*ACTIONS TO TAKE:*
**A.** In the sound-speed text, how fast does sound travel in air at 40°C?
**B.** Can you reproduce the sound-speed text word for word, from "- Air at 20°C" to "change voice quality."?

*DOCUMENT SECTION:*
• • • •
The reason temperature matters is the wave equation v = √(γRT/M). γ is the adiabatic index of air (1.4), R is the gas constant, T is absolute temperature, and M is the molar mass. Higher temperature means faster molecular motion and a quicker pressure-pulse hand-off.
- Air at 0°C = 331.4 m/s (1192 km/h)
- Air at 20°C = 343 m/s (1234 km/h)
- Air at 40°C = 355.4 m/s (1280 km/h)
- Humid vs dry = ~0.3% faster in humid air (negligible)
- Altitude = independent of pressure; depends only on T
Sound wavelength examples
Concrete numbers make the relationship click. Below, all values assume air at 20°C (v = 343 m/s).
Concert A (440 Hz). λ = 343 / 440 = 0.780 m. The wavelength of the standard tuning pitch is about the height of a tabletop. Subwoofers can't reproduce this with much directional accuracy because it isn't much bigger than your head.
Speech band (~1 kHz). λ = 0.343 m. Conversation frequencies sit near 1 kHz, with wavelengths comparable to room features. This is why minor furniture and wall textures audibly change voice quality.
High treble (10 kHz). λ = 3.43 cm. At this wavelength, your head casts an "acoustic shadow" that the brain uses for left-right localisation.
To estimate λ in air at room temperature, divide 343 by the frequency. For sub-bass at 50 Hz, that's 6.9 m — bigger than most rooms, which is why sub-bass causes room modes and standing waves.
• • • •
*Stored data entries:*
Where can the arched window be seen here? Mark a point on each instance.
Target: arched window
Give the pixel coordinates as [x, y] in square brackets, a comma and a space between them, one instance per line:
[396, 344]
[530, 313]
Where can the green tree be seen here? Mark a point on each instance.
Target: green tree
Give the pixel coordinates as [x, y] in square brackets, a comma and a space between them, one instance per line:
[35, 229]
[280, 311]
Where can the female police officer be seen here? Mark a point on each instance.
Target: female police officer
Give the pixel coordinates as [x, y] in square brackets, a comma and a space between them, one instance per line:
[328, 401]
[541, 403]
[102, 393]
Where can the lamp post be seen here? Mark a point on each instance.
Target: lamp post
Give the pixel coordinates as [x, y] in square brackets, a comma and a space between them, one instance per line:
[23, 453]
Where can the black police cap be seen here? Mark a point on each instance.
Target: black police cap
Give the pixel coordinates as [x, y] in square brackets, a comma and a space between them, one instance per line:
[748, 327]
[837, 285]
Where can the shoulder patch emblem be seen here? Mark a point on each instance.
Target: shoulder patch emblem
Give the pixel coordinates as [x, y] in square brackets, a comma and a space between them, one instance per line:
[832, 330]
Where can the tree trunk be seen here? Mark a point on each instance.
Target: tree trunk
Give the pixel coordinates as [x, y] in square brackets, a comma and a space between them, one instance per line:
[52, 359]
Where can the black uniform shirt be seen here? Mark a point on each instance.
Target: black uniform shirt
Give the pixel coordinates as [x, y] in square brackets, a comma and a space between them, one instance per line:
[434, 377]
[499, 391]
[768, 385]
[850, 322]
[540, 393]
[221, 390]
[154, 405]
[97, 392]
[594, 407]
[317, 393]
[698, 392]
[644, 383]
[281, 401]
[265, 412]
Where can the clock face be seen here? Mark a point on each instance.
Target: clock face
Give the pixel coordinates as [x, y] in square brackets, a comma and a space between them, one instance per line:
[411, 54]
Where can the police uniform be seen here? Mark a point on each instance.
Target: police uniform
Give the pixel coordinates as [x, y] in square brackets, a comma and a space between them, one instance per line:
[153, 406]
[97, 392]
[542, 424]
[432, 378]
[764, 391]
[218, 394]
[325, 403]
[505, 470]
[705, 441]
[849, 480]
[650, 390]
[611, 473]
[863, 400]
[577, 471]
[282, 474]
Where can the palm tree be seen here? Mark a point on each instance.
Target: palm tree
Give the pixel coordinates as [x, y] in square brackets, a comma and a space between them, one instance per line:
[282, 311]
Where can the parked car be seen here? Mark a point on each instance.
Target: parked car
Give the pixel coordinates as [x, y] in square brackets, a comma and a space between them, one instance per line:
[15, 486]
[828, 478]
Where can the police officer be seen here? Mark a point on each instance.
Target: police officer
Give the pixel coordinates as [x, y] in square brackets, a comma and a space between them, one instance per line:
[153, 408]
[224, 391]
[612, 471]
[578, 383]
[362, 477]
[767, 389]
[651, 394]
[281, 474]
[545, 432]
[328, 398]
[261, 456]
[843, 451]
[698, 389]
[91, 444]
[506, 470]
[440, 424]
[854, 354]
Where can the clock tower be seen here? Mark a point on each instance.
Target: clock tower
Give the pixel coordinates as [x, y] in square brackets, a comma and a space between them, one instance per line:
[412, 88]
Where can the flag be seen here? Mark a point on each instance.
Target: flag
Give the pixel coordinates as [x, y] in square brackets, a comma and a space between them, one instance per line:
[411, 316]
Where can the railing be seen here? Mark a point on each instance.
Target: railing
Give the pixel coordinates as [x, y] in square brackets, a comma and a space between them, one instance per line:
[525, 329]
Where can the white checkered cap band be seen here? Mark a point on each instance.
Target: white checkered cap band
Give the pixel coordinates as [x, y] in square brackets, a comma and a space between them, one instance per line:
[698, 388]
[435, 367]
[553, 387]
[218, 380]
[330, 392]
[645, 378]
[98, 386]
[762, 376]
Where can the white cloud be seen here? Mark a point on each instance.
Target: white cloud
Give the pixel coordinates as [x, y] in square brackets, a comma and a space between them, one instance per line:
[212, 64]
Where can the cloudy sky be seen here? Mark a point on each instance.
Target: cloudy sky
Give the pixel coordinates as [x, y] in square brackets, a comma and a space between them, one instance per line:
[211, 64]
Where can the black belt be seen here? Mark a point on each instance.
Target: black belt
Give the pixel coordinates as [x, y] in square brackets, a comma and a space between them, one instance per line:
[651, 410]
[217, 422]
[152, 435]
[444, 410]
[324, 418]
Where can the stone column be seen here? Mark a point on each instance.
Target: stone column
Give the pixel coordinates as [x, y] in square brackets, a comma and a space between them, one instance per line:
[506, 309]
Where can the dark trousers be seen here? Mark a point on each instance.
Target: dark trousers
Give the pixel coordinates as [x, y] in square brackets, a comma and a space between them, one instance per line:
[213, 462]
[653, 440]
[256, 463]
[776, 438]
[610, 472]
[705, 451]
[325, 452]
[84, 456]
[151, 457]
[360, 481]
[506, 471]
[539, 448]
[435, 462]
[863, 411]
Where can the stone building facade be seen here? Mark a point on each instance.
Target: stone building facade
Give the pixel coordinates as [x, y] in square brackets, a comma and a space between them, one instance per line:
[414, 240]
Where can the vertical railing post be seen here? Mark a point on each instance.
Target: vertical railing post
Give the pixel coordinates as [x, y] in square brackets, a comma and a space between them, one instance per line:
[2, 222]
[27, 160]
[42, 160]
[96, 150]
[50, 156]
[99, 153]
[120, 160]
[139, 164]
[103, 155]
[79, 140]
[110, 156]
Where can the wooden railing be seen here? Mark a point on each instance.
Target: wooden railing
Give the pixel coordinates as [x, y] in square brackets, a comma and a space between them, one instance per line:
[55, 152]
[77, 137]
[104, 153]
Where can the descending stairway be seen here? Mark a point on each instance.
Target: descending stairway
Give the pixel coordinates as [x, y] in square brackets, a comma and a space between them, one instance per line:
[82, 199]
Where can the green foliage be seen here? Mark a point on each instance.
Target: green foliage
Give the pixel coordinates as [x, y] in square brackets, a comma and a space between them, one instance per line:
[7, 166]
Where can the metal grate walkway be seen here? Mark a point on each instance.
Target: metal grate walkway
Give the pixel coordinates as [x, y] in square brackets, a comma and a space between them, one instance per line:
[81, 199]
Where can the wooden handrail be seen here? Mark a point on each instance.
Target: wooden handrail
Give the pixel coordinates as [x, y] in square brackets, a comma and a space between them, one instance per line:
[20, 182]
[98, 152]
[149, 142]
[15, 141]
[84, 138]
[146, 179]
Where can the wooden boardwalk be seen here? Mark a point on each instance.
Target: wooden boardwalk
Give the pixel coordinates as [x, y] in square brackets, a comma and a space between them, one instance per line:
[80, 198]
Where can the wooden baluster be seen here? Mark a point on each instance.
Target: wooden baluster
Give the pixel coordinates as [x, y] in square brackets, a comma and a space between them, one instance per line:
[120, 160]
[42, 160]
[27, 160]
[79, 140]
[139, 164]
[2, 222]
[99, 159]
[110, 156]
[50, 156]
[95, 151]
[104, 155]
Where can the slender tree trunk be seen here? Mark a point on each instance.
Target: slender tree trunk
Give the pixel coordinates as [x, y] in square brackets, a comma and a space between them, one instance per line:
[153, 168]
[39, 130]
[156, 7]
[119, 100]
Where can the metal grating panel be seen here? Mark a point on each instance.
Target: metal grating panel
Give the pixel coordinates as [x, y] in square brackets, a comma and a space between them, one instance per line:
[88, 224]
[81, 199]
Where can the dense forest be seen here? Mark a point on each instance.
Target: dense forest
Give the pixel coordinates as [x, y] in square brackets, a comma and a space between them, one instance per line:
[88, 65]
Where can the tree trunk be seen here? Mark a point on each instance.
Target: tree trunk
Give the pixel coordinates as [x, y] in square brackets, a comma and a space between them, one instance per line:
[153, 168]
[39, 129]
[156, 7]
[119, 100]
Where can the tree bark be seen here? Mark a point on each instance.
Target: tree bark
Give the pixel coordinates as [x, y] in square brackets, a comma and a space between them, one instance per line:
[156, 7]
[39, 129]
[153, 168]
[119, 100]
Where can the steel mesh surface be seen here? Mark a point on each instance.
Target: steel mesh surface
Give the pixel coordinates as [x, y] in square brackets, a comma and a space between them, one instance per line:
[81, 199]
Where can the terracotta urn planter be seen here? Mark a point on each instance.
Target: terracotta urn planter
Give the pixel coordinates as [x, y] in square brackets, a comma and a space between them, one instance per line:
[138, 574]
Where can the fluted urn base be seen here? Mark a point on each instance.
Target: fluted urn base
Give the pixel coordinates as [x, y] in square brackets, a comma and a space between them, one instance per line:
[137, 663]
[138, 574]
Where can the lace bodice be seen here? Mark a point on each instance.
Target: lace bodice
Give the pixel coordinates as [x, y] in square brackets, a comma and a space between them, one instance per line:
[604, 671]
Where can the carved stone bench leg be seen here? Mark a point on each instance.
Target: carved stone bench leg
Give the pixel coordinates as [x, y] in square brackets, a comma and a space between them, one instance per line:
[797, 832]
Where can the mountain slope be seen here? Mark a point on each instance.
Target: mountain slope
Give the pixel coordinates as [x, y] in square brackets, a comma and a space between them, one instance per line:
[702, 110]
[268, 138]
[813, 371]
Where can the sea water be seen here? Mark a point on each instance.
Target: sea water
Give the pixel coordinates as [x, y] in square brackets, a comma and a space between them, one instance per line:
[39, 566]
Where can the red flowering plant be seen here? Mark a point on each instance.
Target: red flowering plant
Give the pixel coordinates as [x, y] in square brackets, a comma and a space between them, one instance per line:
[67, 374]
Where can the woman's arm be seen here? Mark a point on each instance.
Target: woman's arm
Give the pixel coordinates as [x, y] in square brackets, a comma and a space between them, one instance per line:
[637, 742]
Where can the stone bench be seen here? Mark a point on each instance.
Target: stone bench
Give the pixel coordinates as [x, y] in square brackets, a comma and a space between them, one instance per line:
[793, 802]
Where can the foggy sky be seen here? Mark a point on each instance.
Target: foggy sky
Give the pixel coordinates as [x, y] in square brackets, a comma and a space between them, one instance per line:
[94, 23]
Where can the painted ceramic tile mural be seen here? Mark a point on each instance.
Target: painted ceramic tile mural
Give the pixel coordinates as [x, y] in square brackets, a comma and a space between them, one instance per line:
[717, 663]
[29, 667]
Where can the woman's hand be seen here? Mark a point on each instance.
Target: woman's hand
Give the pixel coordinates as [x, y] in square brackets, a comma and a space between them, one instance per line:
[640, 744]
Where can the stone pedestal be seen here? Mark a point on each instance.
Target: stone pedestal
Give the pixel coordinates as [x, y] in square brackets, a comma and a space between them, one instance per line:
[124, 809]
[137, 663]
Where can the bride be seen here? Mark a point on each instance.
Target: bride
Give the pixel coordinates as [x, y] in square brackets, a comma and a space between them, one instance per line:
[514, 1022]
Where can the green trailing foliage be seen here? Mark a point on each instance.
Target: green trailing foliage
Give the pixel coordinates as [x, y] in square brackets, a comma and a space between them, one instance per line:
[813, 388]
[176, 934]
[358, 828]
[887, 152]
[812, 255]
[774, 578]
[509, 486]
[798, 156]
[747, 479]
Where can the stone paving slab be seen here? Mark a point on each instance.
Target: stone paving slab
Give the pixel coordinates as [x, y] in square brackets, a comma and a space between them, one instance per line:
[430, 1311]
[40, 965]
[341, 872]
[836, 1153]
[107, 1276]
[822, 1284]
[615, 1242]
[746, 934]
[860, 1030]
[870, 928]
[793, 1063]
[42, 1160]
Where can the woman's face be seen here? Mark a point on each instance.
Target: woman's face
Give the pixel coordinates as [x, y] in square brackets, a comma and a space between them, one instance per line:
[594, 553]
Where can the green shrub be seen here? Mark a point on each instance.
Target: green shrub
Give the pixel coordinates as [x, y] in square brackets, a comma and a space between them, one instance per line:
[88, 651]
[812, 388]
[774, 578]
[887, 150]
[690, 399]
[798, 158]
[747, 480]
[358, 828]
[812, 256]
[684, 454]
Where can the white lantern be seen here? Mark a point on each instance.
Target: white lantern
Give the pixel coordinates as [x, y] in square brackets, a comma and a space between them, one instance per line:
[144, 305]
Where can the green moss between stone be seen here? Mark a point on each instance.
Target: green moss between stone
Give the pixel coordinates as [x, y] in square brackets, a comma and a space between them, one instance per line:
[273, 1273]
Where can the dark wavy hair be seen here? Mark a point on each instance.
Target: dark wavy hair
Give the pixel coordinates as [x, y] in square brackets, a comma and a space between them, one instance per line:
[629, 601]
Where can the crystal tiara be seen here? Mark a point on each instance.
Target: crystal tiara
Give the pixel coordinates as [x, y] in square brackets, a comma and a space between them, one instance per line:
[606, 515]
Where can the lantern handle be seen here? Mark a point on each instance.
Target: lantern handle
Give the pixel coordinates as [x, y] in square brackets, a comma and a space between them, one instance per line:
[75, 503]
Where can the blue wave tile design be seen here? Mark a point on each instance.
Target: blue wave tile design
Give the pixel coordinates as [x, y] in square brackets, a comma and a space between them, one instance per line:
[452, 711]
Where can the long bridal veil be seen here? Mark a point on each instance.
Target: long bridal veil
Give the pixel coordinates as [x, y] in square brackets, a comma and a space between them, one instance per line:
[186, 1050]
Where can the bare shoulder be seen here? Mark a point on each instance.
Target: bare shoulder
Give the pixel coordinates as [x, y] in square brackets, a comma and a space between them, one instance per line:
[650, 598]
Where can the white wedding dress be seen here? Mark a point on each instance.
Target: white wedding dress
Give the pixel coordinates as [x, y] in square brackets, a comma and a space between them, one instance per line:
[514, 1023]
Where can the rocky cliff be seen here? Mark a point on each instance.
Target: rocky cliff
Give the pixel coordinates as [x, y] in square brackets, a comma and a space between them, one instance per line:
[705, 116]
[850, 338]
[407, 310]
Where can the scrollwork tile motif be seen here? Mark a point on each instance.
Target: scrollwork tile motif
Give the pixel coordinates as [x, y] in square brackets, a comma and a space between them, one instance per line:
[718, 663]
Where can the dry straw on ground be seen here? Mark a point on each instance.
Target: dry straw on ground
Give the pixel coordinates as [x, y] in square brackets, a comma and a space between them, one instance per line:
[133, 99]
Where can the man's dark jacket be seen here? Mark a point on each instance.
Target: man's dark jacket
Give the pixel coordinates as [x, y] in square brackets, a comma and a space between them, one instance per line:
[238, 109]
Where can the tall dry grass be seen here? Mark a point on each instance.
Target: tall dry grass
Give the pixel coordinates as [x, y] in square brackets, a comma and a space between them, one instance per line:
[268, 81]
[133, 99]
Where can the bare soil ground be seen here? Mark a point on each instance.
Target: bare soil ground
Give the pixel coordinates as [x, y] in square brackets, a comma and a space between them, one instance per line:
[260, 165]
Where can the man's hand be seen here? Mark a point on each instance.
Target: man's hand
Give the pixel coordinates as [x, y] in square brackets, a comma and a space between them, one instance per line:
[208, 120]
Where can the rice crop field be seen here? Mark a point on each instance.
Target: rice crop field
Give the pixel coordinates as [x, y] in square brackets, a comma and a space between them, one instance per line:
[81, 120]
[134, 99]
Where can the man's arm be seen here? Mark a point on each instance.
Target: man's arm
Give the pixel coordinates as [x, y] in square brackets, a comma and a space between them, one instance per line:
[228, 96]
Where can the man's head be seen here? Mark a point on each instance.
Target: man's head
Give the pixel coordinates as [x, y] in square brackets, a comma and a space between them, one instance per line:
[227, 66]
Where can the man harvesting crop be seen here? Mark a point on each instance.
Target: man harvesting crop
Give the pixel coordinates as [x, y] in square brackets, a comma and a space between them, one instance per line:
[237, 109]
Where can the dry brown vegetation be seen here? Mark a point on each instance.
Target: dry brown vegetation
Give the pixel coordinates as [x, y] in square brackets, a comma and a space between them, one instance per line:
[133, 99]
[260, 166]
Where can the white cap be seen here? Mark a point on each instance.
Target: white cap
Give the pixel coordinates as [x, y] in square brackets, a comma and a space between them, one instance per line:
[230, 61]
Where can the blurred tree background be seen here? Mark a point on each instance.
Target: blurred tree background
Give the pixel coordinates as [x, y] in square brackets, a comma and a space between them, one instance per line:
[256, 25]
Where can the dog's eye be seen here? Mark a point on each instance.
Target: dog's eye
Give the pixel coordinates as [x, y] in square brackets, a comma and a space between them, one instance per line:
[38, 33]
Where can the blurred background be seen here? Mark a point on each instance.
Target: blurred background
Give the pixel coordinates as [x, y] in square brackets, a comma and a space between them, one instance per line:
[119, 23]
• • • •
*LIST OF ANSWERS:*
**A.** 355.4 m/s (1280 km/h).

**B.**
- Air at 20°C = 343 m/s (1234 km/h)
- Air at 40°C = 355.4 m/s (1280 km/h)
- Humid vs dry = ~0.3% faster in humid air (negligible)
- Altitude = independent of pressure; depends only on T
Sound wavelength examples
Concrete numbers make the relationship click. Below, all values assume air at 20°C (v = 343 m/s).
Concert A (440 Hz). λ = 343 / 440 = 0.780 m. The wavelength of the standard tuning pitch is about the height of a tabletop. Subwoofers can't reproduce this with much directional accuracy because it isn't much bigger than your head.
Speech band (~1 kHz). λ = 0.343 m. Conversation frequencies sit near 1 kHz, with wavelengths comparable to room features. This is why minor furniture and wall textures audibly change voice quality.